> **Written problem A**
In the report on Flint's drinking water, what is the federal action level for lead?
> **Written problem B**
Carry on the report on Flint's drinking water from the point where it stops.

> **Selected extract**
————

STEPHEN CARMODY, BYLINE: On a cold afternoon yesterday, as late April flurries swirled in the air, Teresa Wells sat in her car in a long line with others stretching past fast-food shops and strip clubs on Flint's south side. She was waiting to pick up a few of the remaining cases of bottled water at one of the city's four distribution centers, and she wasn't happy.
TERESA WELLS: You know, it is bad enough we got to take a shower and wash your hair in it. I'm just upset about it. You know, I'm paying buck-oh (ph) taxes for what? For poison water?
CARMODY: It's become something of a mantra here for many Flint residents to say that their water is poisoned since in a move to save money four years ago, Flint's drinking water source was switched to the Flint River, and improperly treated river water damaged city pipes, which leached lead into the drinking water. Since then, the water source was switched back, and pipes are being replaced. Experts say Flint's water supply is now safe to drink.
MARC EDWARDS: All the parameters are showing Flint water is in the range of other cities with old pipes.
CARMODY: That's Dr. Marc Edwards, the water treatment expert whose team of researchers from Virginia Tech first discovered that Flint's drinking water far exceeded federal guidelines for lead three years ago. Recent testing shows significantly improved water quality. The federal action level for lead is 15 parts per billion. Recent state tests show lead levels in the drinking water here now at about 4 parts per billion. State officials say any remaining lead can be screened out using water filters, which the state will continue to provide free to Flint residents.

————

> **Record extracts**
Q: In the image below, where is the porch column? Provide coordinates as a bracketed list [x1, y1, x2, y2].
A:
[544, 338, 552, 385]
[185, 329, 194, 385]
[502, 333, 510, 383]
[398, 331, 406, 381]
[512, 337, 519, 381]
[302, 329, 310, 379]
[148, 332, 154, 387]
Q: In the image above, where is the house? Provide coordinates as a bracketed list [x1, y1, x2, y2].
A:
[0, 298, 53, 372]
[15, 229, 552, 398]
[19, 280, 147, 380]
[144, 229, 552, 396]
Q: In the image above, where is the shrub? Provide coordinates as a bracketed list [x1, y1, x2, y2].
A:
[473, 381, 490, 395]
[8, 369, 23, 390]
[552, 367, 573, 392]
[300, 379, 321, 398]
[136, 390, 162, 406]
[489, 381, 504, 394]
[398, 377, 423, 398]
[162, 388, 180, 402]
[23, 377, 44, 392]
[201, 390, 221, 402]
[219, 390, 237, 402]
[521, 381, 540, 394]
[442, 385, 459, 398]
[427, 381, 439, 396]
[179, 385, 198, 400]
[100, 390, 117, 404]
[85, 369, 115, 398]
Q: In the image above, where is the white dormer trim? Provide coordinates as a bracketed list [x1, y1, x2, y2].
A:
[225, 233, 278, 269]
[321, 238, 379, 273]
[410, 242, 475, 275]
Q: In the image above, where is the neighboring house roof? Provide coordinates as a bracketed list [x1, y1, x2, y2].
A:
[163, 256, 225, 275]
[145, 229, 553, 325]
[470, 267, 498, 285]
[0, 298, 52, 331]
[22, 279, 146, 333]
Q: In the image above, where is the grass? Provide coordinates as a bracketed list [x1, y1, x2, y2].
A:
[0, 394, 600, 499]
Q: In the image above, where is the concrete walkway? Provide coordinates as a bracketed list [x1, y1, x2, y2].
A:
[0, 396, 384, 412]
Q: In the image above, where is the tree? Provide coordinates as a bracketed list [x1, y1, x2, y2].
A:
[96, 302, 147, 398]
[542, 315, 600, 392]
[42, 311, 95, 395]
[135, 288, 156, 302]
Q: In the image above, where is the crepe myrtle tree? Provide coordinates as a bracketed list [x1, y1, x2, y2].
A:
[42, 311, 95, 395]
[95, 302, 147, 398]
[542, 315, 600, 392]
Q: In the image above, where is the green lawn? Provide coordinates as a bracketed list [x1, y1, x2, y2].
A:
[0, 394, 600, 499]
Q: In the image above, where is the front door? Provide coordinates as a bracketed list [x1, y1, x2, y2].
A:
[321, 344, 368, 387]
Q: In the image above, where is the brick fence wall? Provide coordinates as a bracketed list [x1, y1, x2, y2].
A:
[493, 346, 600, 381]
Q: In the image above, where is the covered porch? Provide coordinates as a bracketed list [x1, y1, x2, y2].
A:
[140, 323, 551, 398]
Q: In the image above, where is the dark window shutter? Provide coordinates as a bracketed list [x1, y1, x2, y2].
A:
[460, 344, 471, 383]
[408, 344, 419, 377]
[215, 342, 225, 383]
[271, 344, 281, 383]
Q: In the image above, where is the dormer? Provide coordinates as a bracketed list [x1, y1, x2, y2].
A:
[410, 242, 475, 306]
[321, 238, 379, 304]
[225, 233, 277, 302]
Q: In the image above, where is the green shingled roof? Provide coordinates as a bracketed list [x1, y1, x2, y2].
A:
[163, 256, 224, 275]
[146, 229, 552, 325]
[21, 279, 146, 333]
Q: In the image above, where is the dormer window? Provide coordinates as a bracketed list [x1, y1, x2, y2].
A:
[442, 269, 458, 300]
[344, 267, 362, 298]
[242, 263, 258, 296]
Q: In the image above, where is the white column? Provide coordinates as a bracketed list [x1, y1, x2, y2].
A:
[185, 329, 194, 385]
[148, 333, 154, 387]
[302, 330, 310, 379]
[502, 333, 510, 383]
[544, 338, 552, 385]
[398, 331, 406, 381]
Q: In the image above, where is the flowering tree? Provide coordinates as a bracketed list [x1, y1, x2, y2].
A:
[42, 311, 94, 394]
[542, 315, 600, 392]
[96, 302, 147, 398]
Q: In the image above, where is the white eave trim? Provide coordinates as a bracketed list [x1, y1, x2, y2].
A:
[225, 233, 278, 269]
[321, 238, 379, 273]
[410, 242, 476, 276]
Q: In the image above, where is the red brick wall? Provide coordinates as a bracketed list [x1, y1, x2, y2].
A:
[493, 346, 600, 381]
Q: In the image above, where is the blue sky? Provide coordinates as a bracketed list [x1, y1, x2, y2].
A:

————

> **Final answer A**
15 parts per billion.

> **Final answer B**
But convincing those residents to trust government officials who say their water is safe is a tough sell, in part because state officials initially downplayed problems with Flint's water. Some are even facing CRIminal charges for allegedly manipulating data to make lead levels appear lower. Ari Adler is a spokesman for Michigan Governor Rick Snyder and says it's crucial to convince residents here to start using their tap water again.
ARI ADLER: If we want people to be confident in the water that they're getting out of their taps, we can't say that in one breath and then in another one say, oh, but here is bottled water that you can have if you want. The water's good to drink, and that's what we would encourage people to do.
CARMODY: The state has distributed millions of cases of bottled water at a cost of $22,000 a day. But they say with the new test results, that can stop, though Flint residents like LaShaya Darisaw still don't believe the water is safe to drink.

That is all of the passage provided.